** TEXT EXCERPT **
What Female Scribes Can Teach Us about Transmitting Torah This Shavuot

May 26, 2022Rabbi Ilana Schachter

"We have the privilege and the burden of recovering the divine words reverberating behind the silences in the text, recreating women's understandings of revelation throughout Jewish history." From "Contemporary Reflection," Judith Plaskow, The Torah: A Women's Commentary, p. 423

I first inquired about becoming a soferet (scribe) in my first year of rabbinical school in Jerusalem. I had come into rabbinical school with the technical expertise of a printmaker and a bookmaker, and I was eager to immerse myself in all things Torah, including its physical creation. Unfortunately, even in 2008, I could not find a sofer in Jerusalem who would train a woman. Today, however, there is a growing movement of sofrot, female-identifying scribes, who are not only working behind closed doors to create and repair tefillintefillinתְּפִלִּין"Phylacteries." Leather boxes and straps worn by religious Jews daily except on Shabbat, holidays, and fast days. "Laying tefillin" is the expression commonly used for putting them on. , mezuzot, and sifrei Torah (Torah scrolls), but who also serve as educators in the Jewish community, modeling the role of soferet for all to see, and providing a platform for some of today's most challenging questions about the continued relevance of the Torah.

In 2022, after women have served in the rabbinate for 50 years, hiring a female-identifying scribe to work within a progressive Jewish community should not be newsworthy. However, while Reform synagogues have long embraced progressive Jewish worship and holiday observance, the movement's ritual practitioners remain traditional. For example, if a progressive Jew wants to purchase kosher meat, they will likely purchase meat slaughtered under Orthodox supervision. Similarly, when a Reform community wants to purchase or repair a sefer Torah (Torah scroll), that community would most likely hire a traditional sofer, who may not share progressive Jewish values. How can we, as Reform Jews, seek out ritual practitioners whose relationship to contemporary Judaism aligns with ours?

** TASKS TO CARRY OUT **
[1] Extract the portion of the article on female scribes starting with "In 2022, after" and going on through "aligns with ours?".
[2] Extend the article on female scribes by writing what comes after its last sentence.
The rows have no connection to the article on female scribes.

** SOURCE INFORMATION **
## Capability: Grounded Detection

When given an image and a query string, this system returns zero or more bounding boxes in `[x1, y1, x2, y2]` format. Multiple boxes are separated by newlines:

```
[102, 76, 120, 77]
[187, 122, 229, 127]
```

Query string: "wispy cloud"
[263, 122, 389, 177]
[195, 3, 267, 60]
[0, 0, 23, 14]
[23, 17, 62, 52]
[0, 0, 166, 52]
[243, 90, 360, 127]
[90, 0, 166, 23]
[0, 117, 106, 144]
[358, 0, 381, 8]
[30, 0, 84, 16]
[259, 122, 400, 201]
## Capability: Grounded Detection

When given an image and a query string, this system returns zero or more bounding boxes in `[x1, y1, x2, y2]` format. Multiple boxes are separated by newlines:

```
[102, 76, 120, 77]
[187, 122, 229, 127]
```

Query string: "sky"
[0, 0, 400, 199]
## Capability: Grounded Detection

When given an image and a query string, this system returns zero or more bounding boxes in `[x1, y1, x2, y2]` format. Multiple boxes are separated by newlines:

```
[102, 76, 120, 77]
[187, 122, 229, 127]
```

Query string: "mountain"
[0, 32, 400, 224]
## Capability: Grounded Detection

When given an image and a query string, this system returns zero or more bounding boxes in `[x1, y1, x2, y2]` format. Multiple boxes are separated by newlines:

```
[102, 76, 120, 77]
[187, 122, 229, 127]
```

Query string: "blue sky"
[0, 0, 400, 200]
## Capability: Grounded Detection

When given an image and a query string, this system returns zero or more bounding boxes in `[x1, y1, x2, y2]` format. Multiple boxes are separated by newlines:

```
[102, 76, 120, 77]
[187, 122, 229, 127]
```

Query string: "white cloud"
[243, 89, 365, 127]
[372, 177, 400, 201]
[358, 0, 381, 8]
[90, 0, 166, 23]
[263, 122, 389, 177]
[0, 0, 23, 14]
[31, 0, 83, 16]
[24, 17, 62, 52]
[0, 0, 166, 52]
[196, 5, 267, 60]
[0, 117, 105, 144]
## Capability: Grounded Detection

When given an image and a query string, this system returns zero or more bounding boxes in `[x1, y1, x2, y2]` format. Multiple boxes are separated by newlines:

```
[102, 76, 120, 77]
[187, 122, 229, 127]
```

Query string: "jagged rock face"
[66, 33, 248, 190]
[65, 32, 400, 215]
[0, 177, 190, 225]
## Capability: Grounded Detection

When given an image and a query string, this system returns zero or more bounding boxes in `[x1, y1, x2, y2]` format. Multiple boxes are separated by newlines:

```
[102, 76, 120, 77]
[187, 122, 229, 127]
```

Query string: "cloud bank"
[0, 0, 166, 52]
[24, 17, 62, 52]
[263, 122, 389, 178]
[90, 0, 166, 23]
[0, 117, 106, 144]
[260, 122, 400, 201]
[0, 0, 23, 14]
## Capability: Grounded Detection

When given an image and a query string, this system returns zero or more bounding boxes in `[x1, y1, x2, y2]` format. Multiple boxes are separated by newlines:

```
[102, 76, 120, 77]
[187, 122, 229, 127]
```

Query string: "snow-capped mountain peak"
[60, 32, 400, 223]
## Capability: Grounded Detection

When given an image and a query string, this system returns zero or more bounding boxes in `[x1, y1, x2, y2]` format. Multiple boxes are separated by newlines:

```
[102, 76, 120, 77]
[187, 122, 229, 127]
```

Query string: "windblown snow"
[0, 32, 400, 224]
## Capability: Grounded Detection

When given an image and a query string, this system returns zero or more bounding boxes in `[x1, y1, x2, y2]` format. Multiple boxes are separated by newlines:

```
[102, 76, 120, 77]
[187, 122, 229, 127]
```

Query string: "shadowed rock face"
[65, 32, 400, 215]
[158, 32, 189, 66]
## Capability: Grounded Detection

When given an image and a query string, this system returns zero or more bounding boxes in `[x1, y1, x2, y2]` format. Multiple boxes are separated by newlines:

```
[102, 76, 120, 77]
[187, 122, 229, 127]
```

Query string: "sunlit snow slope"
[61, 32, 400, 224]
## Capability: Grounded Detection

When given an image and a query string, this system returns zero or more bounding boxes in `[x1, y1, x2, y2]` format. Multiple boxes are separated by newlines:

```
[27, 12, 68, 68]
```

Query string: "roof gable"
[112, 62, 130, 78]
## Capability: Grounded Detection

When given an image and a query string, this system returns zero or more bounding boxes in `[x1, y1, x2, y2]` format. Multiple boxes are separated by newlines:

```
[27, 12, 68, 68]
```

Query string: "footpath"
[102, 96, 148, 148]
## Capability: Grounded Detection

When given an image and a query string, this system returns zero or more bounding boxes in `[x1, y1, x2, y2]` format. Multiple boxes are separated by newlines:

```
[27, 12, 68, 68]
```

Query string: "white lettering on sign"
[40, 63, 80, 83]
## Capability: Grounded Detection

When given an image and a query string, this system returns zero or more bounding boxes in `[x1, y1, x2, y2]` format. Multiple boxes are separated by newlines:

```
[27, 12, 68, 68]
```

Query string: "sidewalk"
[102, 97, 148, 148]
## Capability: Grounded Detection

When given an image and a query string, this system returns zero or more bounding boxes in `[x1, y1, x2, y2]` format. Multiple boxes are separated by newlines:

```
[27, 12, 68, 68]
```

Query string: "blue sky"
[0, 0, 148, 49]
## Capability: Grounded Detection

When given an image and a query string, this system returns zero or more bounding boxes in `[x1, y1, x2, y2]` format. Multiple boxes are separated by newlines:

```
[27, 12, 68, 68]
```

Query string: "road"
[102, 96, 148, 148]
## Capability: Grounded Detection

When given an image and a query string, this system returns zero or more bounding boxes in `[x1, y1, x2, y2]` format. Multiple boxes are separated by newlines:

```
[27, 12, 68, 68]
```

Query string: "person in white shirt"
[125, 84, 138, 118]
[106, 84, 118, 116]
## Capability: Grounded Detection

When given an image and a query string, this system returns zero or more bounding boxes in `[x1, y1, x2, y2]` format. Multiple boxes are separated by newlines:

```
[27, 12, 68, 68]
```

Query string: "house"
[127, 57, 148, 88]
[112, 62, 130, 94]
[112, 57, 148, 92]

** ANSWERS TO EACH TASK **
[1]
In 2022, after women have served in the rabbinate for 50 years, hiring a female-identifying scribe to work within a progressive Jewish community should not be newsworthy. However, while Reform synagogues have long embraced progressive Jewish worship and holiday observance, the movement's ritual practitioners remain traditional. For example, if a progressive Jew wants to purchase kosher meat, they will likely purchase meat slaughtered under Orthodox supervision. Similarly, when a Reform community wants to purchase or repair a sefer Torah (Torah scroll), that community would most likely hire a traditional sofer, who may not share progressive Jewish values. How can we, as Reform Jews, seek out ritual practitioners whose relationship to contemporary Judaism aligns with ours?

[2]
This was the question that the senior staff and clergy team at Temple Beth Shalom in Needham, MA asked this year, as they began an 18-month journey to create a new sefer Torah with their community. When exploring the options for scribes, Rachel Happel, Senior Director of Learning and Engagement, suggested they look into Stam Scribes, a collective of progressive Jewish scribes.

It was through Stam Scribes that the Temple Beth Shalom team connected with soferet Ariela Housman, a long-time scribal artist. However, this commission would be her first sefer Torah. Happel and her colleagues immediately recognized the opportunity for a meaningful process of co-creation, both soferet and temple leadership were creating a new scroll and rebuilding their community during the second year of the COVID pandemic. Housman spoke about the intentional participatory experience that she and her colleagues offer to their clients. Rather than understanding their job as transactional, this community of sofrot view the technical task of writing a sefer Torah as merely one part of a communal process of modeling, teaching, and engaging. "For people it's an eye-opening experience to see a woman as a cultural authority, and to make [Torah] accessible to people in that way. Torah is for everyone."

Housman also discussed how writing the text of the Torah as a female-identifying scribe is different, particularly when writing passages that are disturbing for the contemporary reader. "You confront [the passage] in a really immediate way that I haven't experienced in any other context … that can be extremely uncomfortable … The Torah is not an easy book [to grapple with], particularly as someone who lives in a patriarchal society as a woman."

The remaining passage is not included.